■ **Required work**:
Each record must be reproduced exactly as it is shown.

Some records
** BEGIN **
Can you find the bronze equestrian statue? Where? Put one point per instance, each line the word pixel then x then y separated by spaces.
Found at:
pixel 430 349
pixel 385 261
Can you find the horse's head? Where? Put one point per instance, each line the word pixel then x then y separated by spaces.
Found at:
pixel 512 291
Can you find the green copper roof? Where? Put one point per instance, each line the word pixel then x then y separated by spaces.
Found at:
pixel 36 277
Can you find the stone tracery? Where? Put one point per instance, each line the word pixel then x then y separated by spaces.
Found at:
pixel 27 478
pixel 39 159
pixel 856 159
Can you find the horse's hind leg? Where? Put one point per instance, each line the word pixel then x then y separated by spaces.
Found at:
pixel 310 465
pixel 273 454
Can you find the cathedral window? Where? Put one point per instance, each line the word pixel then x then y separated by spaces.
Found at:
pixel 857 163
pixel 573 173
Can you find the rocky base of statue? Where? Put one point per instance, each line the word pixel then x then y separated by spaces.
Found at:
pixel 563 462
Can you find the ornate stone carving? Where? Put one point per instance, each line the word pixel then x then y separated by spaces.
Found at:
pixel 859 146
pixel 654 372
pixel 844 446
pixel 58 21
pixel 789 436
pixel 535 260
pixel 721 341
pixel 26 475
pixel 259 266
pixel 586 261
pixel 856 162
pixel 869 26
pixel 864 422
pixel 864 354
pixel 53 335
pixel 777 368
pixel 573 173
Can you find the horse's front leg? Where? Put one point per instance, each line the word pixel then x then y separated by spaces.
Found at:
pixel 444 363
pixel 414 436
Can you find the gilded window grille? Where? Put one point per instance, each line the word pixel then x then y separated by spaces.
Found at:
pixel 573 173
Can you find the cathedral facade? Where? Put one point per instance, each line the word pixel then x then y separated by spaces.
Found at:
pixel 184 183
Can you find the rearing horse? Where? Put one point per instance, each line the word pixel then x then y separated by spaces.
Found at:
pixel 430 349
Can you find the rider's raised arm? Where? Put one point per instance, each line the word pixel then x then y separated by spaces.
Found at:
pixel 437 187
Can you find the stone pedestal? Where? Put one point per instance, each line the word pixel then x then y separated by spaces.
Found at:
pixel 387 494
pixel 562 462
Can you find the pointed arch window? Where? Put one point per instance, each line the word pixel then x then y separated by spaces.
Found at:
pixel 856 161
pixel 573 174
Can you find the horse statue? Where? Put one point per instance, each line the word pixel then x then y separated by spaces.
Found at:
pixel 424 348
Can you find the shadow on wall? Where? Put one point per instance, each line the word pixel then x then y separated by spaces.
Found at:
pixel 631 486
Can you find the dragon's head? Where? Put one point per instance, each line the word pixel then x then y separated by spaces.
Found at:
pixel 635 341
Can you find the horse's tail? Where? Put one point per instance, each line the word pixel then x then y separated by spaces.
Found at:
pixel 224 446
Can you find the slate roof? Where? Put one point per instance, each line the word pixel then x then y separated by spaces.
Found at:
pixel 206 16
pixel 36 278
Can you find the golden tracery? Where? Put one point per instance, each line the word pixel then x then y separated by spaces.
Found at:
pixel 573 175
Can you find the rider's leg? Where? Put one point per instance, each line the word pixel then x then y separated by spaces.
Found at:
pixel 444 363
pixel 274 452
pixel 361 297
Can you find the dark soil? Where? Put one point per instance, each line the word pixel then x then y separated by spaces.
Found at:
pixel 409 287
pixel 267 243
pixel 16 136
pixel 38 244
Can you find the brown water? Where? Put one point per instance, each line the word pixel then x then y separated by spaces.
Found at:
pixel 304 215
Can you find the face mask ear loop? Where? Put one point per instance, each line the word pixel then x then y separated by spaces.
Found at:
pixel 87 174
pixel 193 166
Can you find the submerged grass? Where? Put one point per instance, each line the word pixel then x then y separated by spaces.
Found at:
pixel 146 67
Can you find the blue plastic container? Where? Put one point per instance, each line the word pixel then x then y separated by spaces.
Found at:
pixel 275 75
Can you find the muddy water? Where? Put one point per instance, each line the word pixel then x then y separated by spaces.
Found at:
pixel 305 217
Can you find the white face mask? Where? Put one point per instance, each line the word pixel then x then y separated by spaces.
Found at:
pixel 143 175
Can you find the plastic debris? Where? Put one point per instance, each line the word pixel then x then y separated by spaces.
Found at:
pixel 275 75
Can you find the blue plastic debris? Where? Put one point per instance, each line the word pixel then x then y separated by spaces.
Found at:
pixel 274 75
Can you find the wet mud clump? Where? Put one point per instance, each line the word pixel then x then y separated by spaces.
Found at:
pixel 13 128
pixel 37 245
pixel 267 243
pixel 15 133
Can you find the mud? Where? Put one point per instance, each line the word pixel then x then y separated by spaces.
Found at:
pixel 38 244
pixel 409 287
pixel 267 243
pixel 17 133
** END **
■ **Full response**:
Can you find the bronze equestrian statue? Where? Put one point per instance, each line the word pixel then x then y separated by spaces.
Found at:
pixel 430 349
pixel 385 261
Can you find the horse's head? Where? Put one point per instance, each line the word pixel then x then y separated by spaces.
Found at:
pixel 512 291
Can you find the green copper roof? Where? Put one point per instance, each line the word pixel then x then y separated by spaces.
Found at:
pixel 36 277
Can you find the stone tracery? Where? Put one point per instance, each line the word pixel then x then y separated by spaces.
Found at:
pixel 27 478
pixel 39 159
pixel 856 159
Can you find the horse's hind leg? Where? Put one point per instance, each line the word pixel then x then y separated by spaces.
Found at:
pixel 310 465
pixel 273 454
Can you find the cathedral window? Where? Put one point per instance, each line the word pixel then x then y separated by spaces.
Found at:
pixel 857 163
pixel 573 173
Can you find the rocky base of statue? Where? Put one point per instance, each line the word pixel then x then y separated by spaces.
Found at:
pixel 563 462
Can you find the ornate stone carving? Where? Put one point per instance, each line the word pixel then x then y separated by spaces.
Found at:
pixel 859 146
pixel 654 372
pixel 844 446
pixel 58 21
pixel 789 436
pixel 535 260
pixel 721 341
pixel 26 475
pixel 259 266
pixel 586 261
pixel 856 162
pixel 869 26
pixel 864 422
pixel 864 354
pixel 53 335
pixel 777 368
pixel 573 173
Can you find the horse's front leg? Where? Put one point per instance, each line the word pixel then x then y separated by spaces.
Found at:
pixel 444 363
pixel 414 436
Can you find the gilded window grille? Where? Put one point per instance, each line the word pixel then x then y separated by spaces.
Found at:
pixel 573 173
Can you find the cathedral facade? Where? Put one point per instance, each line the word pixel then x then y separated by spaces.
Found at:
pixel 184 183
Can you find the rearing horse? Where? Put one point per instance, each line the word pixel then x then y separated by spaces.
Found at:
pixel 430 349
Can you find the rider's raised arm? Where? Put one point per instance, each line the word pixel then x then y separated by spaces.
Found at:
pixel 437 187
Can you find the stone pedestal? Where? Put one point per instance, each line the word pixel then x then y separated by spaces.
Found at:
pixel 387 494
pixel 562 462
Can you find the pointed arch window? Where? Put one point per instance, each line the word pixel then x then y separated by spaces.
Found at:
pixel 856 161
pixel 573 174
Can you find the horse statue? Where? Put one point per instance, each line the word pixel then x then y separated by spaces.
Found at:
pixel 424 348
Can you find the shadow on wall? Where? Put one point per instance, each line the word pixel then x then y separated by spaces.
Found at:
pixel 631 486
Can you find the dragon's head? Where? Put one point per instance, each line the word pixel then x then y separated by spaces.
Found at:
pixel 635 341
Can you find the horse's tail? Where? Put one point per instance, each line the word pixel then x then y separated by spaces.
Found at:
pixel 224 446
Can you find the slate roof? Where? Put one point per instance, each line the word pixel then x then y separated by spaces.
Found at:
pixel 206 16
pixel 36 278
Can you find the golden tracery? Where? Put one point per instance, each line the word pixel then x then y separated by spaces.
Found at:
pixel 573 175
Can you find the rider's leg? Where? Put one point per instance, each line the word pixel then x then y separated by spaces.
Found at:
pixel 444 363
pixel 274 452
pixel 361 297
Can you find the dark soil? Where? Put one point per instance, each line the word pixel then x then y separated by spaces.
Found at:
pixel 409 287
pixel 267 243
pixel 16 136
pixel 38 244
Can you find the brown water? Where? Put one point per instance, each line the word pixel then x then y separated by spaces.
Found at:
pixel 304 215
Can you find the face mask ear loop? Where? Put one point per instance, each line the word pixel then x then y separated by spaces.
Found at:
pixel 87 174
pixel 193 166
Can you find the submerged grass? Where? Put one point per instance, each line the word pixel then x then y separated by spaces.
Found at:
pixel 146 67
Can you find the blue plastic container? Where? Put one point per instance, each line the word pixel then x then y separated by spaces.
Found at:
pixel 275 75
Can you find the muddy water? Where? Put one point per instance, each line the word pixel then x then y separated by spaces.
Found at:
pixel 305 217
Can you find the white face mask? Where? Put one point per instance, each line the word pixel then x then y separated by spaces.
Found at:
pixel 143 175
Can you find the plastic debris? Where? Put one point per instance, each line the word pixel then x then y separated by spaces.
Found at:
pixel 275 75
Can you find the blue plastic debris? Where? Put one point per instance, each line the word pixel then x then y separated by spaces.
Found at:
pixel 274 75
Can you find the wet mud clump? Where? Put one point per instance, each line the word pixel then x then y separated by spaces.
Found at:
pixel 13 128
pixel 37 245
pixel 267 243
pixel 15 133
Can you find the mud? Where? Put one point per instance, each line the word pixel then x then y separated by spaces.
Found at:
pixel 38 244
pixel 409 287
pixel 267 243
pixel 17 133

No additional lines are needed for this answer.